→ **Page extract**
Start of Block
OpenAI is building fully automated AI researcher, says it is top priority project
India Today
OpenAI is now aiming to build a fully automated AI researcher that can plan, analyse, and solve complex problems on its own, calling it the company's "North Star" for the next few years.
It all started with AI chatbots that could answer questions and help with homework or research. Then came AI agents that can carry out tasks on their own with minimal input. So what’s the next step? For OpenAI, its “North Star” for the next few years is to build a fully automated, agent-based AI researcher. According to the company, this autonomous AI system would be capable of handling complex problems independently, without needing step-by-step human guidance.
In simple terms, OpenAI is reportedly working on an AI system that can plan its own work, analyse information, test different ideas, and keep working on a problem for hours or even days, instead of simply replying to prompts. In a conversation with MIT Technology Review, OpenAI chief scientist Jakub Pachocki described the project as the company’s new long-term goal.
End of Block
→ **Entries provided**
Start of Block
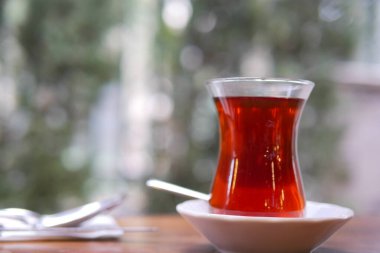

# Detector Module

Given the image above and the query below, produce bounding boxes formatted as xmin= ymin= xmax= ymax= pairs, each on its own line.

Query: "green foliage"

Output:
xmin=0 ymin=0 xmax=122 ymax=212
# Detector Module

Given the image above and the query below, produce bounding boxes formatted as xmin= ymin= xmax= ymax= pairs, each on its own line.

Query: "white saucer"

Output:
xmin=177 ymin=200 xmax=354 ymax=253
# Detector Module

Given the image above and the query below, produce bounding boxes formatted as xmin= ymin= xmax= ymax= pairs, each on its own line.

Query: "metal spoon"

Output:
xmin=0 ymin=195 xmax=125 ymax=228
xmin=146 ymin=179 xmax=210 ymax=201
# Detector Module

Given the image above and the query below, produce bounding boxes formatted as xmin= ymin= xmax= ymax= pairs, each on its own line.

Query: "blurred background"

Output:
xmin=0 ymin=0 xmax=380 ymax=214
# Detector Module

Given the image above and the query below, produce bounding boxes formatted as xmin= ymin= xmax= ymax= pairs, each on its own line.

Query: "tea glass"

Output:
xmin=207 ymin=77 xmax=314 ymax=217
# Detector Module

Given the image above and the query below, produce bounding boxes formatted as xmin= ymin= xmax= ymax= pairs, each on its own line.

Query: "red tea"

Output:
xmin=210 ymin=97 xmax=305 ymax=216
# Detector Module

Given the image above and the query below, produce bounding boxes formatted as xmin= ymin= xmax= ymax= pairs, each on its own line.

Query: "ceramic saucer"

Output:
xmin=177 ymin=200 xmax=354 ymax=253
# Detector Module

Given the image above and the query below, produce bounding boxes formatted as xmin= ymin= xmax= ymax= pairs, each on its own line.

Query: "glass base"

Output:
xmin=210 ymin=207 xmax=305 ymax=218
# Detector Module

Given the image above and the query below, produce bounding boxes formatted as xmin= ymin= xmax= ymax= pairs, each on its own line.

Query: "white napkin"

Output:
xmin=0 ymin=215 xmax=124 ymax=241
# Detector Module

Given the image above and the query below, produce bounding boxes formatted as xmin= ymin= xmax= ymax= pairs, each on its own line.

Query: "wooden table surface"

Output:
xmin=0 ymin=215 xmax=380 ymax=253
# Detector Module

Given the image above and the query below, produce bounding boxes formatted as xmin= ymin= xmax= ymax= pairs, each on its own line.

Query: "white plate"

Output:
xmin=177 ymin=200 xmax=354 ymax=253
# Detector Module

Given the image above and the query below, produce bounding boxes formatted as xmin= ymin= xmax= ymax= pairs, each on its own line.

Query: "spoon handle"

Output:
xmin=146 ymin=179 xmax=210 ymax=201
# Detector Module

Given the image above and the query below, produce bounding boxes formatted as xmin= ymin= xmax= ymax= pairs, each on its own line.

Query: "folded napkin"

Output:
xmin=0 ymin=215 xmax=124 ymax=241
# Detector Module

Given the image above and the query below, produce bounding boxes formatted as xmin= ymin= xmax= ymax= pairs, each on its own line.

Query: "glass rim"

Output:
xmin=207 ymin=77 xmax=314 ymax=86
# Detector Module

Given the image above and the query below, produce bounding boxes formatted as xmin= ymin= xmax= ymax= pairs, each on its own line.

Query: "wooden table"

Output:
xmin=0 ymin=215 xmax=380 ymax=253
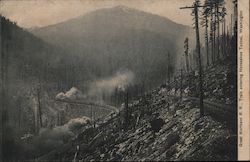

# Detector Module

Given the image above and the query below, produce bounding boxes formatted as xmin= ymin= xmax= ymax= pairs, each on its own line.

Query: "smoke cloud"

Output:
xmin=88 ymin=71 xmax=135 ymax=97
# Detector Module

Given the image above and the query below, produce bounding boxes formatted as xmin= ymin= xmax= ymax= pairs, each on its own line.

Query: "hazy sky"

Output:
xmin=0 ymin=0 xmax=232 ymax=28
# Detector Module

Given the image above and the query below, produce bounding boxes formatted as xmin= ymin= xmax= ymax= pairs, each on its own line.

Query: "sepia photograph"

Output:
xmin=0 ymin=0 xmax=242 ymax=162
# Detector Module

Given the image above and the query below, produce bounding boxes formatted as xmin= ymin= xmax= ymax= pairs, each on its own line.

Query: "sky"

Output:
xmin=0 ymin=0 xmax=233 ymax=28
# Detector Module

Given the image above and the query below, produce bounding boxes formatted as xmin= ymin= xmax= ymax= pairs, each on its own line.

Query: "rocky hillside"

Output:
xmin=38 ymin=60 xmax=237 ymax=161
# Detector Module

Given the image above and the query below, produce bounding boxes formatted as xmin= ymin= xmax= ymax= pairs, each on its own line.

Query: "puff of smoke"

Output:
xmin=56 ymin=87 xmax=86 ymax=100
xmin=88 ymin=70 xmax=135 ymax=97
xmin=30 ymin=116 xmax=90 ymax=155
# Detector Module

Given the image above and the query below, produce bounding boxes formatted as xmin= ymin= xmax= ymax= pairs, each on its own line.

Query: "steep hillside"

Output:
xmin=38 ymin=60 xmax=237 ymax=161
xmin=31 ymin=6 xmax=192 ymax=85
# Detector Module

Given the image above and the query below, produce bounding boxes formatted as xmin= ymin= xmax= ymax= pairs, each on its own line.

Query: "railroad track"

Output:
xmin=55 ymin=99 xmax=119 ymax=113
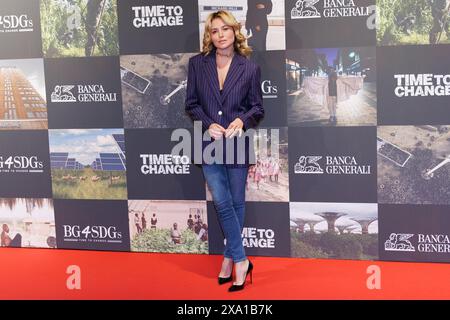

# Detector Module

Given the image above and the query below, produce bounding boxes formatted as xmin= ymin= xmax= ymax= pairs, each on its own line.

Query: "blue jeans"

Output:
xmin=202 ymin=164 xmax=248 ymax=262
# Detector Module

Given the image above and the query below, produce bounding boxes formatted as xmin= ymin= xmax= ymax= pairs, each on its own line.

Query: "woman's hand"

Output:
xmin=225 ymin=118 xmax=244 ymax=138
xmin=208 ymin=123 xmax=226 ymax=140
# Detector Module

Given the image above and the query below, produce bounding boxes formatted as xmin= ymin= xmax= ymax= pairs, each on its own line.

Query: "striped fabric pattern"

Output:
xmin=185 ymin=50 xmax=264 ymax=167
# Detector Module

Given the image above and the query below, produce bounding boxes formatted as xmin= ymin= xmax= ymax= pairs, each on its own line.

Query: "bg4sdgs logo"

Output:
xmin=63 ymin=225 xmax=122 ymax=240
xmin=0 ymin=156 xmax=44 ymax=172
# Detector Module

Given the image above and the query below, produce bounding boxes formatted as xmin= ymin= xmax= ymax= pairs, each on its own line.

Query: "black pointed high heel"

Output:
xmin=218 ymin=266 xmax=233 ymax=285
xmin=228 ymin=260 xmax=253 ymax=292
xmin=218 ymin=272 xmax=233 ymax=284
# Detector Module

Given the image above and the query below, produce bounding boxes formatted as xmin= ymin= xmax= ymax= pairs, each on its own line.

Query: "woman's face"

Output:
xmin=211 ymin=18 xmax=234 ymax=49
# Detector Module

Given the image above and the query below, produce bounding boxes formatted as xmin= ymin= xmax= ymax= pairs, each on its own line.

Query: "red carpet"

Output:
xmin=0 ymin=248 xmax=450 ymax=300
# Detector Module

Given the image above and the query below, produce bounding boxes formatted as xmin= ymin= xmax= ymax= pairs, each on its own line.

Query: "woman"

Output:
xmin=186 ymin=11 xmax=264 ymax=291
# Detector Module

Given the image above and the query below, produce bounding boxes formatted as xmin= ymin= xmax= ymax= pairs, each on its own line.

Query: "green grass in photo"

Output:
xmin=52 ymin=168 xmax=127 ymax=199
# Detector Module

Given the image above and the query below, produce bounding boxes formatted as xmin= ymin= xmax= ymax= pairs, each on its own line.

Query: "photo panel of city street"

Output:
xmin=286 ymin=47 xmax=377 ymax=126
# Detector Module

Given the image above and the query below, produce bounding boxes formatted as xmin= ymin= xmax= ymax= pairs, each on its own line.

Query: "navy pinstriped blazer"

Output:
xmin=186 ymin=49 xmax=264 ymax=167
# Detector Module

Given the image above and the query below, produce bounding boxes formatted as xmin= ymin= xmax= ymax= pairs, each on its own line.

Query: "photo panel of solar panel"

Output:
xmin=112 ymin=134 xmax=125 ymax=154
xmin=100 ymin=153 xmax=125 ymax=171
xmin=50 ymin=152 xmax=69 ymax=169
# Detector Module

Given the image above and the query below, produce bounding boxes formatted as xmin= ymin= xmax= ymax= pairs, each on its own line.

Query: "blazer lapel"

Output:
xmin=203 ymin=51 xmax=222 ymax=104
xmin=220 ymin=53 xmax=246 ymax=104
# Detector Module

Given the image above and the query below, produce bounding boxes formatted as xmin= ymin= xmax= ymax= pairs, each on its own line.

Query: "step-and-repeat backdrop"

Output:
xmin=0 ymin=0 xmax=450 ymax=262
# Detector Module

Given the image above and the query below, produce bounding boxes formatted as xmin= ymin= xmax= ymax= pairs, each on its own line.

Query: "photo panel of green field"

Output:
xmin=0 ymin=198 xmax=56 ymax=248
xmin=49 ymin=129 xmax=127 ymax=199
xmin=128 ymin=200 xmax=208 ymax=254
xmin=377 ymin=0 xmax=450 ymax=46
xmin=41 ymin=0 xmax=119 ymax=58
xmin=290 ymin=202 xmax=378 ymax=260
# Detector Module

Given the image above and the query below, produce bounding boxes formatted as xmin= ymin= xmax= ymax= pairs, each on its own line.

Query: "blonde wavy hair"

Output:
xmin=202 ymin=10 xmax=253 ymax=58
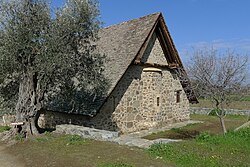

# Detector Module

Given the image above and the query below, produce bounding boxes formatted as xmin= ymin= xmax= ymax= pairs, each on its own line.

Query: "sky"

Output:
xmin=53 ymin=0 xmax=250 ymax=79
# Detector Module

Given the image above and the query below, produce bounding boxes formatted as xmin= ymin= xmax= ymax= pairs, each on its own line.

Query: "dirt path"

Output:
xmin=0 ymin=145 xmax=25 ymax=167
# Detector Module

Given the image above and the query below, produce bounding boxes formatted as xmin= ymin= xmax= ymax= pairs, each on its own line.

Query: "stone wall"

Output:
End of Block
→ **What to work on**
**1.** In the article on OpenAI's automated AI researcher, who described the project as the company's new long-term goal?
**2.** Rewrite the stretch of the OpenAI article from "In simple terms, OpenAI" through "new long-term goal.", swapping "days" for "weeks".

→ **Results of the tasks**
**1.** OpenAI chief scientist Jakub Pachocki.

**2.**
In simple terms, OpenAI is reportedly working on an AI system that can plan its own work, analyse information, test different ideas, and keep working on a problem for hours or even weeks, instead of simply replying to prompts. In a conversation with MIT Technology Review, OpenAI chief scientist Jakub Pachocki described the project as the company’s new long-term goal.